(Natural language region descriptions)

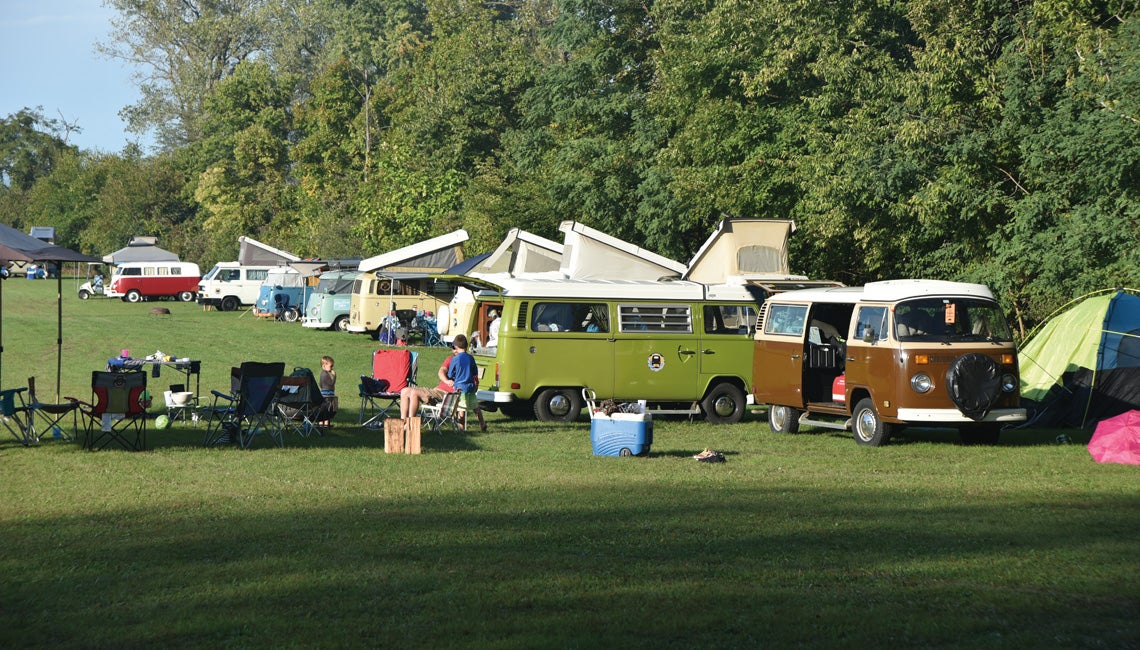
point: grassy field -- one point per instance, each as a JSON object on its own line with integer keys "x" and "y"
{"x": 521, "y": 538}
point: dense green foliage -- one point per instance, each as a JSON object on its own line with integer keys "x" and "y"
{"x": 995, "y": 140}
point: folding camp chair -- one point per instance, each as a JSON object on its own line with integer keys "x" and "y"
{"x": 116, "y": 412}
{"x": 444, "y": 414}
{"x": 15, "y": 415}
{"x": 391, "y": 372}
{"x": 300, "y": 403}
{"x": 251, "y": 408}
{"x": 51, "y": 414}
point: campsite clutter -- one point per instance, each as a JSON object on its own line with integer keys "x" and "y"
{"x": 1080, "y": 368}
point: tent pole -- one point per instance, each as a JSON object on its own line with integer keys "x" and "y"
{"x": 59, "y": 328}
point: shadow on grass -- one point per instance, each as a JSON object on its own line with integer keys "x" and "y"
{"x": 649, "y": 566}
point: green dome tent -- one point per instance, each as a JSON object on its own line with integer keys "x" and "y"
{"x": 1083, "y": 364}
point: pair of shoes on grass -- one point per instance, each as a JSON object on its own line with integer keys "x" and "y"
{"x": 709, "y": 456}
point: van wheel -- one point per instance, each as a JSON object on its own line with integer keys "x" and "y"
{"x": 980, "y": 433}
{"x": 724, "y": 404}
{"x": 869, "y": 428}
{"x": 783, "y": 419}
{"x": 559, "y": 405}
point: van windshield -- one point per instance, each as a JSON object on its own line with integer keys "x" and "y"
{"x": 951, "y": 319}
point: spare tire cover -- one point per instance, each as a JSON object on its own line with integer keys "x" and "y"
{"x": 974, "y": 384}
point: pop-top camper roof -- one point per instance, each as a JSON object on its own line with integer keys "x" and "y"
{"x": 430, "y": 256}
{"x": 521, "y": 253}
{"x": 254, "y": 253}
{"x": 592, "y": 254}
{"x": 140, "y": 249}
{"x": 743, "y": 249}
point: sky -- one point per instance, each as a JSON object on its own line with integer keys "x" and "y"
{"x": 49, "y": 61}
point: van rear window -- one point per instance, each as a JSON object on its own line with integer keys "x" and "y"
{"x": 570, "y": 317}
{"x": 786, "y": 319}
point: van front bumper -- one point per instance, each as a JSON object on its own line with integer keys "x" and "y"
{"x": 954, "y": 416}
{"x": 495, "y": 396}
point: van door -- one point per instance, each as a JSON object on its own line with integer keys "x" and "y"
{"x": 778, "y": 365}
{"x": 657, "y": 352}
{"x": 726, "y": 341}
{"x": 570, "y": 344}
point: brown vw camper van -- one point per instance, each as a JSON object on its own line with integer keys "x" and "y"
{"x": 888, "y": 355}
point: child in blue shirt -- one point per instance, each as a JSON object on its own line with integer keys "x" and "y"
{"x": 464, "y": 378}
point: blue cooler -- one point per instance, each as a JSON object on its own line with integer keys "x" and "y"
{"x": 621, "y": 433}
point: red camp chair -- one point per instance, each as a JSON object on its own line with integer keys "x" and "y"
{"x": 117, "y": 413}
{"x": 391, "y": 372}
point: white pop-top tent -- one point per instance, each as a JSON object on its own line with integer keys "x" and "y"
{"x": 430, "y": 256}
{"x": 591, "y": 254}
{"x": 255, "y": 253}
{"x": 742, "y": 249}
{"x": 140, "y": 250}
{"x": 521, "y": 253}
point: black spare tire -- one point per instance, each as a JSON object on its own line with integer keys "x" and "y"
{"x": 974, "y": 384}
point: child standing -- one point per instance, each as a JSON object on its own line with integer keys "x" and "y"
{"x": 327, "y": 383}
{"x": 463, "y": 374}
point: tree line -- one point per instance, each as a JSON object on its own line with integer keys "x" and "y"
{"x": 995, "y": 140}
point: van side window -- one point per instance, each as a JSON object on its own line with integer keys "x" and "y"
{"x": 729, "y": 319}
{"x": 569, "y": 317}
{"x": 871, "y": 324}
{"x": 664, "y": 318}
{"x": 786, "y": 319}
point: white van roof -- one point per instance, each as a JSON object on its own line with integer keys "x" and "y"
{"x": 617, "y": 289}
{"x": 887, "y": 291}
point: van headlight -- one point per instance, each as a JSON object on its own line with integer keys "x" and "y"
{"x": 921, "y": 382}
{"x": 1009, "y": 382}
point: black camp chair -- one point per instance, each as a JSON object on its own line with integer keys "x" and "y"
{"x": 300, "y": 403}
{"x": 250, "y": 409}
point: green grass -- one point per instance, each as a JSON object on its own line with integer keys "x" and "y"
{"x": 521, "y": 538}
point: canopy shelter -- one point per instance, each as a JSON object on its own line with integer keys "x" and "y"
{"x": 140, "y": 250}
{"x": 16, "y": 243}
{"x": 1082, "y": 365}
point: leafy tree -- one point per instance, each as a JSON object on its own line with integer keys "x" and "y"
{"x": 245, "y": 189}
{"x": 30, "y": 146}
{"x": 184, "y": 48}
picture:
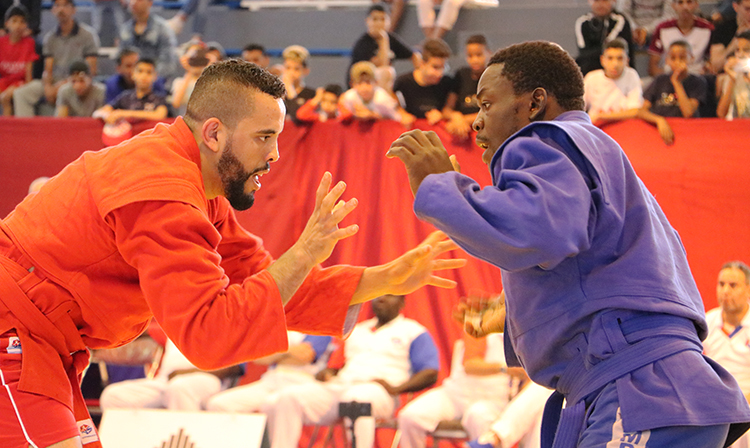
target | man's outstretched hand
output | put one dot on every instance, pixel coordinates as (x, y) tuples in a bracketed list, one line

▶ **Exercise details**
Copy out the entries exactly as they stand, omitting the images.

▶ **Answer to the problem**
point: grassy field -- one point per instance, each as a JSON object on its own line with integer keys "x" and "y"
{"x": 521, "y": 538}
point: dense green foliage -- one point per instance, each as a JSON object on its own line with integer keys "x" and "y"
{"x": 995, "y": 140}
point: folding camp chair -- one point per instance, each as a JSON object on its own line with integer keys "x" and "y"
{"x": 116, "y": 412}
{"x": 444, "y": 414}
{"x": 15, "y": 415}
{"x": 391, "y": 372}
{"x": 300, "y": 403}
{"x": 251, "y": 408}
{"x": 51, "y": 414}
point: campsite clutter -- one point per instance, each as a JSON object on its own line with integer keys "x" and "y"
{"x": 1080, "y": 368}
point: tent pole -- one point per instance, each as a JSON object on its own line with integer keys "x" and "y"
{"x": 59, "y": 328}
point: shadow on grass -- one point per instance, each as a JSON object on its own line with integer keys "x" and "y"
{"x": 649, "y": 566}
point: green dome tent -- one point per instance, each as a JSON object on its own line with integer keys "x" and "y"
{"x": 1083, "y": 364}
point: pair of shoes on grass -- one point per instance, each as a JSON object on its own line with integer keys "x" and "y"
{"x": 709, "y": 456}
point: van wheel -- one point per instance, each as a JSON object on its own line with integer keys "x" and "y"
{"x": 980, "y": 433}
{"x": 724, "y": 404}
{"x": 869, "y": 428}
{"x": 783, "y": 419}
{"x": 559, "y": 405}
point: van windshield -- one point per instance, each as a JSON object on its own line with integer keys "x" and "y"
{"x": 951, "y": 319}
point: spare tire cover -- one point per instance, each as a JSON object on its own line with integer keys "x" and "y"
{"x": 974, "y": 384}
point: pop-top camper roof -- one point per instance, each as a JSON object on its own line with integer keys "x" and "y"
{"x": 430, "y": 256}
{"x": 521, "y": 253}
{"x": 254, "y": 253}
{"x": 592, "y": 254}
{"x": 140, "y": 249}
{"x": 743, "y": 249}
point: sky -- one point per instance, each as a JSON object on its own line with integer keys "x" and "y"
{"x": 49, "y": 61}
point: van rear window -- one point per instance, each as a JSON object on its own line with integer keys "x" and "y"
{"x": 570, "y": 317}
{"x": 786, "y": 319}
point: van front bumper -- one point per instance, each as a JSON object on its own line with integer keys "x" and "y"
{"x": 954, "y": 416}
{"x": 495, "y": 396}
point: van door -- one point per instance, each as a JSON object on its own line with integer keys "x" and "y"
{"x": 778, "y": 365}
{"x": 657, "y": 352}
{"x": 726, "y": 341}
{"x": 570, "y": 344}
point: brown vw camper van -- one point per instance, each as a JSON object on its own line with integer keys "x" and "y"
{"x": 888, "y": 355}
point: child in blue shirt -- one point per instance, each as a JSON object on its own line with integer keys "x" and "y"
{"x": 464, "y": 378}
point: blue cooler -- one point per instance, each as a JSON object on its own line with integer keys "x" and "y"
{"x": 621, "y": 433}
point: red camp chair -- one point per instance, each as a JSON object on its own line with integer keys "x" and "y"
{"x": 117, "y": 413}
{"x": 391, "y": 372}
point: white pop-top tent -- one point per instance, each as a JSON object on its own line with integer keys "x" and "y"
{"x": 430, "y": 256}
{"x": 591, "y": 254}
{"x": 255, "y": 253}
{"x": 742, "y": 249}
{"x": 140, "y": 250}
{"x": 521, "y": 253}
point: black spare tire -- one point per instance, each as a JSON object on its own line with integer keys "x" and "y"
{"x": 974, "y": 384}
point: child standing -- one point per instance, each as a JSON object on its own line with integer keys "x" and "y"
{"x": 327, "y": 383}
{"x": 463, "y": 374}
point: tree line -- one point per instance, each as a JSON object on its own line with integer keys "x" and "y"
{"x": 995, "y": 140}
point: van side window -- one point per instance, each as a JSON object on its own line with integer keys "x" and "y"
{"x": 729, "y": 319}
{"x": 569, "y": 317}
{"x": 871, "y": 324}
{"x": 664, "y": 318}
{"x": 786, "y": 319}
point: white van roof -- one point per instance, each as a JSON object on its own line with integer keys "x" and "y"
{"x": 617, "y": 289}
{"x": 887, "y": 291}
point: van headlight -- one point per instance, each as a JSON object on its own line with integer keys "x" and "y"
{"x": 921, "y": 382}
{"x": 1009, "y": 382}
point: black camp chair -- one point per instance, each as a JSON object on its own line with integer keys "x" and "y"
{"x": 300, "y": 403}
{"x": 250, "y": 409}
point: green grass -- one point per instance, each as a JSON object on its own line with integer keys "x" and "y"
{"x": 521, "y": 538}
point: canopy shelter -- one point per instance, each as a JSON object on its own line with integer keys "x" and "y"
{"x": 140, "y": 250}
{"x": 16, "y": 243}
{"x": 1082, "y": 365}
point: leafy tree -- one point per instance, each as a JSON object on its own line with integer keys "x" and "y"
{"x": 245, "y": 189}
{"x": 30, "y": 146}
{"x": 184, "y": 48}
picture:
target | man's outstretched hand
output | put one dot on every instance, pixel coordinates as (x, y) tuples in a bracketed list, one line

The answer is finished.